WHAT THE TASK REQUIRES ▸ Locate each line of the listing below that contains the word "shoulder", and copy every one of those lines.

EXTRACTED INFORMATION ▸
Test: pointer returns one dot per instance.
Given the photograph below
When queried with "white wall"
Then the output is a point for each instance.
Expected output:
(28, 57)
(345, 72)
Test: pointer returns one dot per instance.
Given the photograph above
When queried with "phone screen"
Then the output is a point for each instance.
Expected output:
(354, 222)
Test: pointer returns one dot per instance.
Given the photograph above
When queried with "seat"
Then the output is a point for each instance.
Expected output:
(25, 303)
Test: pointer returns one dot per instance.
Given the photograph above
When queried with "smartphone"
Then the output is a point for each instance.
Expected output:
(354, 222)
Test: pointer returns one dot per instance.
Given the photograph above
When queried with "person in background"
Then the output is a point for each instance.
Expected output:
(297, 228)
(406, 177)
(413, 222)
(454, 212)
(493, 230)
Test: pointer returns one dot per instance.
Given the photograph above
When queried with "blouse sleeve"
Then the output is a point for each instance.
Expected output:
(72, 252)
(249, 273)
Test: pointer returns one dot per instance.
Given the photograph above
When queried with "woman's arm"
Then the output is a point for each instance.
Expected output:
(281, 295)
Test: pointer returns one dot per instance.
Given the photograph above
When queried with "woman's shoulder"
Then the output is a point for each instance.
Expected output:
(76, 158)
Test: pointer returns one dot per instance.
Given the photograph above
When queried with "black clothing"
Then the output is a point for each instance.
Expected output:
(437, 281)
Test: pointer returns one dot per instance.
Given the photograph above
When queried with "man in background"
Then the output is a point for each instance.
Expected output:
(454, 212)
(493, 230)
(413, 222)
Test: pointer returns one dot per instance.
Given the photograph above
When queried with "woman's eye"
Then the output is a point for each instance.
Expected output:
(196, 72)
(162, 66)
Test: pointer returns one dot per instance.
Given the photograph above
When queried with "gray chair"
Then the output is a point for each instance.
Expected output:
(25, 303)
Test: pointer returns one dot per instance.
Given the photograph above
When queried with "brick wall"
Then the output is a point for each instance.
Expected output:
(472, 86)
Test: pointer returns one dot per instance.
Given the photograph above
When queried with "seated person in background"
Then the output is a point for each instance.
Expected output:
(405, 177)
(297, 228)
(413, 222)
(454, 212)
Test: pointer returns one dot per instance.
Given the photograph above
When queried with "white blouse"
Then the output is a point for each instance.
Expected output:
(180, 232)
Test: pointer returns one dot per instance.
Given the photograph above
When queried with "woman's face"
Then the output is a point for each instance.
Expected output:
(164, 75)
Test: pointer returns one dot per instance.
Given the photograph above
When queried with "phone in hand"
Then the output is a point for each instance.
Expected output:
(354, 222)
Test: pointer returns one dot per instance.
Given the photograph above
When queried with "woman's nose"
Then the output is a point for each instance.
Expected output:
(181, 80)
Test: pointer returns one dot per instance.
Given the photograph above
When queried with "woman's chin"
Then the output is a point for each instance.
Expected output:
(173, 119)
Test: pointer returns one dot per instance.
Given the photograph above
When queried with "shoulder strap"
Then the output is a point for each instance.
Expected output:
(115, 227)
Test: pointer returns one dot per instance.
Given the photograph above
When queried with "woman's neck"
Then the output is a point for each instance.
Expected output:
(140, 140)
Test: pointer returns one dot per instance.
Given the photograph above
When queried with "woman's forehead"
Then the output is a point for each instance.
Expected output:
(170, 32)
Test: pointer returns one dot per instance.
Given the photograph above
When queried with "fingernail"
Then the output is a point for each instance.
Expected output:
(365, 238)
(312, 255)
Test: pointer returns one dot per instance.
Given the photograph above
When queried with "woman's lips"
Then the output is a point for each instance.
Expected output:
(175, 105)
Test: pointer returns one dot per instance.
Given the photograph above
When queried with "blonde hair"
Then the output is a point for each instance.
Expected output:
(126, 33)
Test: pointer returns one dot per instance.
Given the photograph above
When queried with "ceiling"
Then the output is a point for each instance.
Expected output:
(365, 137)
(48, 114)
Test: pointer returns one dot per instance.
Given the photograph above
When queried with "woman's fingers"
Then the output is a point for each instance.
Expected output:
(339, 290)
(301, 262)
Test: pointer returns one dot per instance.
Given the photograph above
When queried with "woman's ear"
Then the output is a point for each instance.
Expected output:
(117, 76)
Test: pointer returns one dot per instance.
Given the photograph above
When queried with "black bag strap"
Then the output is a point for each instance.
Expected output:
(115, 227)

EXERCISE ANSWER ▸
When queried with "woman's shoulder"
When queried with "shoulder strap"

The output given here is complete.